# start of Reading text
# Would appreciate some input from roofing community



## BjRllc18 (Jun 26, 2019)

I've been working in the remodeling industry full time for the better part of the last 35 years and self employed for the last 19 years and worked my way through college as a carpenter before 8 years in a professional capacity before I figured out I like being a carpenter more than a social worker. 
So, I got a pretty full range of skills and experience. Recently, a tree fell on my rental property after a windstorm and I've been in a pissing match with the insurance company to pay for the fix which included 5k for a TPO roof replacement on a low slope section of roof and the insurance company was only going to pay $1500.00 for. Thus the pissing match. But it also meant I had to go with the least expensive roofer I could find in case I had to eat the cost instead of using my usual roofing sub that I trust and we have worked together for years. So, they installed the TPO and they did a questionable application of the TPO onto an existing, double walled 6" hot furnace flue that is through the roof (see attached pics). I asked for a correction on it and they assured me this is the way it's done. But at a minimum, I am not convinced it is:
1. Not a fire hazard 
2. Has potential to leak where it's taped onto to hot flue. 
I have done TPO and PVC on my own jobs with my other roofing sub and am confident they would do something different. But my sales rep through them is on sick leave for a bit and I need to resolve this to get reimbursed from the insurance company. I'm inclined to think I should build a faux chimney wrap around it with the TPO run up the sides with flashing over the lip and a cricket on the up hill side of it.
What do folks here think about the way they did this application on the hot flue?


----------



## TitanRoofing (Jul 1, 2019)

The method is proper, but the execution is very poor quality. 


>>You are correct about improper termination at the top. It should have a pipe clamp with TPO caulking on top.

>> Pipe wrap should have transitioned onto the deck with a minimum 1/2" weld. It looks like it was done in field membrane instead of unsupported/non reinforced membrane, which is what's meant for the detail work (Field membrane has a fabric scrim that makes it impossible to heat and stretch to make that transition). Really, it's just poor quality, poor craftsmanship and should be redone. The odd patch in the middle tells me they didn't measure correctly or lack the skills to properly flash a cone pipe like that. It should have been a one piece wrap that welds onto itself rather than getting tied together by that patch. 

>> If it's a mechanically attached system, it should have plates and screws to terminate at the pipe ( I don't see them, but they might be there). 

>> I don't see cut edge sealant around the target. If the field membrane gets cut, it exposes the fabric scrim that will absorb water over time and lead to premature system failure. Anything thats been cut, needs cut edge applied to it. 

I'm in WA also, so I know this market well. $1500 is an extremely low bid for any single ply work. I just did a 12 square recover for $39.5k. Flat roofing is skilled labor and needs to be done properly and we get compensated well because of it.If you're unfamiliar with any of the terms, just google search it and everything will make sense.


----------
# end of Reading text
→ Instructions:
1. Decide whether each statement below agrees with the roofing thread. Answer yes or no, and quote the words of the thread that decide it.
(a) The person who started the thread has been self-employed for the last 19 years.
(b) The insurance company was going to pay the full cost of the TPO roof replacement.
(c) The reply says that anything that has been cut needs cut edge sealant applied to it.
2. According to the reply in the roofing thread, what should have been at the top termination of the pipe wrap?
3. Transcribe the stretch of the roofing thread from "I have done" through "side of it.".
# start of Supplied data
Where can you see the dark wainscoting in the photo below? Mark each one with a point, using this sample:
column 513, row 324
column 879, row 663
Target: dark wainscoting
# end of Supplied data
→ Exercise solutions:
1.
(a) Yes: "self employed for the last 19 years"
(b) No: "the insurance company was only going to pay $1500.00 for"
(c) Yes: "Anything thats been cut, needs cut edge applied to it."

2. A pipe clamp with TPO caulking on top.

3.
I have done TPO and PVC on my own jobs with my other roofing sub and am confident they would do something different. But my sales rep through them is on sick leave for a bit and I need to resolve this to get reimbursed from the insurance company. I'm inclined to think I should build a faux chimney wrap around it with the TPO run up the sides with flashing over the lip and a cricket on the up hill side of it.